Fato é que as três soltaram notas similares. Como elas mal se falam, a questão é: quem está operando esses líderes e grupos? Essa “coincidência” cronológica, que a História atestará que nunca foi kairológica, é indicativa de um arquitetamento de matiz fundamentalista. Assim sendo, qual organização está por trás disso?
Ao emitirem as notas no melhor padrão “eles não são a gente”, ao se pronunciarem contra quem defende o impeachment, Metodistas, Presbiterianos e Batistas se colocam automaticamente ao lado do atual governo. “Passaram Recibo”. Reitero que a nota não era necessária, porque em nenhum momento a denominação e muito menos a cúpula denominacional foram envolvidas. Ao optarem pelo pronunciamento oficial, por falarem mesmo quando não convidadas, tais igrejas evidenciaram o apoio ao governo que aí está, em nota cujos termos mais parece uma fala para o governo do que para seus membros. A ironia da História é que justamente quando elas, num passado recente, escancararam o apoio a um governo decadente (falo do último General Presidente, João Batista Figueiredo), foi quando o período militar cessou.

Registros de uma coleção
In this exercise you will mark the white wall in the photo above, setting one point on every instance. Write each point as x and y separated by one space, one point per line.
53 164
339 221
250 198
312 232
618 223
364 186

O que se pede
a - Indique se cada afirmação concorda com o texto sobre as notas de Metodistas, Presbiterianos e Batistas, respondendo sim ou não e citando literalmente as palavras do texto que decidem: (i) o autor considera que a nota era necessária; (ii) a denominação foi envolvida em algum momento; (iii) o apoio ao governo de João Batista Figueiredo coincidiu com o fim do período militar.
b - Escreva a continuação do texto sobre as notas de Metodistas, Presbiterianos e Batistas, começando logo depois da última frase.
Os registros não servem para nada neste exercício.

Respostas por tarefa
a -
(i) Não: "Reitero que a nota não era necessária".
(ii) Não: "em nenhum momento a denominação e muito menos a cúpula denominacional foram envolvidas".
(iii) Sim: "foi quando o período militar cessou".

b -
Termino esta pequena reflexão com quatro pequenas notas:
- Historicamente os batistas sempre foram mais alinhados a pautas de centro-esquerda. Para você que não sabe, Ernst Troeltsch elogiou os batistas por seus ideais de liberdade e comunidade. Para ele a defesa da igualdade podia ser encontrada entre os batistas. Sim meus caros amantes da teologia, Walter Rauchenbusch não foi um acidente, mas um produto do pensamento batista. No Brasil tivemos o Senador Aurélio Viana pelo PSB e, num passado recente, deputados federais e novamente Senador batistas, em partidos de centro-esquerda. Nos EUA tivemos a marca batista do século XX na figura do Pr. Martin Luther King Jr., cuja luta, inspirada por Jesus, visava promover a justiça e a igualdade. Batistas aliados a extrema-direita, só os que são fundamentalistas.
- Ato contínuo ao protocolamento do pedido de impeachment, a imprensa divulgou que o Governo Bolsonaro passou a cadastrar instituições religiosas para recebimento de verbas governamentais. Parece-me que foi antes das notas serem divulgadas. A separação Igreja-Estado fica aonde mesmo? Será que vai ter nota sobre isso também?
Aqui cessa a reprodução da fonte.